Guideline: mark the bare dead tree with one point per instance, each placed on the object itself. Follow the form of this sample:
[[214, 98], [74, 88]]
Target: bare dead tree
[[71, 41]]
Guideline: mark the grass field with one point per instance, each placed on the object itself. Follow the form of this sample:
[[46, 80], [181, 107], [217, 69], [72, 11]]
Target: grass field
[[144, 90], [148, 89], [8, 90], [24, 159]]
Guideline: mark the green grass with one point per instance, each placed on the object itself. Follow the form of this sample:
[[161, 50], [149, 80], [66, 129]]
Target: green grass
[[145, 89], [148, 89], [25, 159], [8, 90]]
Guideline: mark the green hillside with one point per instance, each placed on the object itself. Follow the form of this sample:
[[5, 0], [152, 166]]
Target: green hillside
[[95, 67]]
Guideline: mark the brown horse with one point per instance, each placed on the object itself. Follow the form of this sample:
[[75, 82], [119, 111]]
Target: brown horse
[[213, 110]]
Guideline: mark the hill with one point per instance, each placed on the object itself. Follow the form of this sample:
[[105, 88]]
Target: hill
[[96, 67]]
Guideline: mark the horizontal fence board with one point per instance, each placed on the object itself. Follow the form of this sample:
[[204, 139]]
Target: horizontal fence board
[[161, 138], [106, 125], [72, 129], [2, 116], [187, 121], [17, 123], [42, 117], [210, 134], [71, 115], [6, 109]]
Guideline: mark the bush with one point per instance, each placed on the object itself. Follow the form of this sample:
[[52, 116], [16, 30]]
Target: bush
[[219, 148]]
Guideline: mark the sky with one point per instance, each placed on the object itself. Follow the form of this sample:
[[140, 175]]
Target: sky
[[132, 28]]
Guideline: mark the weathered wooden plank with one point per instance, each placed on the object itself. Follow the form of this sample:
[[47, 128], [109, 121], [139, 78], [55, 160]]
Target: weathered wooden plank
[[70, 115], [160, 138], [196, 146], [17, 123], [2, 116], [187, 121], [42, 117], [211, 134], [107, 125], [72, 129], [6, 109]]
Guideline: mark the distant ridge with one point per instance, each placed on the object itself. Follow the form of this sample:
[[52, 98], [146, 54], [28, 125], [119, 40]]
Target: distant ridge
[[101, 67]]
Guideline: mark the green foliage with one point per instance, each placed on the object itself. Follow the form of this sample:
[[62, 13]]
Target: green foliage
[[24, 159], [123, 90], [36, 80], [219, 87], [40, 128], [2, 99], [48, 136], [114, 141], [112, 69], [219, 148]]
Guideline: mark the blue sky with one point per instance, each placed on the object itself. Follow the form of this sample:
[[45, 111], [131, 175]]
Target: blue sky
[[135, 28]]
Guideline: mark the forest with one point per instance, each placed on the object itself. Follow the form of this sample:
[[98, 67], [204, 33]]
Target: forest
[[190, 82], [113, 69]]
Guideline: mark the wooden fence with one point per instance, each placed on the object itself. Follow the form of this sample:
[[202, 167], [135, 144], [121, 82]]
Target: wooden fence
----------------
■ What to do ■
Copy all of the records above word for word, with no changes.

■ Solution below ■
Guideline: mark the bare dead tree with one point per instance, each placed on the object itself. Follow the form of this sample:
[[214, 98], [74, 88]]
Target: bare dead tree
[[71, 41]]
Guideline: mark the grass field with one point per instance, each placed on the object itself. Follow the form of this sample:
[[46, 80], [181, 107], [217, 69], [72, 11]]
Target: grass field
[[144, 90], [148, 89], [8, 90], [24, 159]]
Guideline: mark the green grass with one point per instance, each placed on the object itself. Follow the form of this sample:
[[161, 50], [149, 80], [66, 129]]
Target: green grass
[[145, 89], [148, 89], [25, 159], [8, 90]]
Guideline: mark the green hillside with one point per instance, each placed on the object itself. Follow the form of this sample:
[[5, 0], [152, 166]]
Target: green hillside
[[95, 67]]
Guideline: mark the brown horse with one point per instance, each placed on the object itself. Follow the form of this sample:
[[75, 82], [119, 111]]
Target: brown horse
[[213, 110]]
Guideline: mark the hill with one point per instance, each placed on the object itself. Follow the form of this sample:
[[105, 88]]
Target: hill
[[96, 67]]
Guideline: mark the horizontal fence board with one point per instance, each placed on the object itself. Follow the form of this sample:
[[204, 139]]
Target: horizontal fence board
[[161, 138], [106, 125], [72, 129], [2, 116], [187, 121], [17, 123], [42, 117], [210, 134], [71, 115], [6, 109]]
Guideline: mark the bush with one point per instance, each placed on the object itself. Follow the form of this sample:
[[52, 116], [16, 30]]
Target: bush
[[219, 148]]
Guideline: mark the sky with one point per instance, each placed on the object itself. Follow the form of this sample:
[[140, 175]]
Target: sky
[[132, 28]]
Guideline: mark the weathered wooden plank with one point per instance, each placed on the object itself. Follow the form of this sample:
[[47, 128], [109, 121], [139, 78], [55, 160]]
Target: weathered wooden plank
[[70, 115], [160, 138], [196, 146], [17, 123], [2, 116], [187, 121], [42, 117], [211, 134], [107, 125], [72, 129], [6, 109]]
Guideline: mark the distant ridge with one point per instance, each placed on the object itself. Follow the form of this sample:
[[52, 98], [146, 54], [28, 125], [119, 40]]
Target: distant ridge
[[101, 67]]
Guideline: mark the green foliage with one point per instance, each placed on the object itself. Follow the form of this sample:
[[62, 13]]
Target: green foliage
[[24, 159], [123, 90], [36, 80], [219, 87], [40, 128], [2, 99], [48, 136], [114, 141], [112, 69], [219, 148]]
Guideline: mark the blue sky with one point per instance, each placed on the object itself. Follow the form of this sample:
[[45, 111], [131, 175]]
Target: blue sky
[[135, 28]]
Guideline: mark the forest with one point per instance, each placed on the object itself. Follow the form of this sample:
[[98, 67], [204, 33]]
Target: forest
[[190, 82], [113, 69]]
Guideline: mark the wooden fence with one point per instance, each placed on the object itself. Follow the form of this sample:
[[202, 167], [135, 144], [121, 82]]
Target: wooden fence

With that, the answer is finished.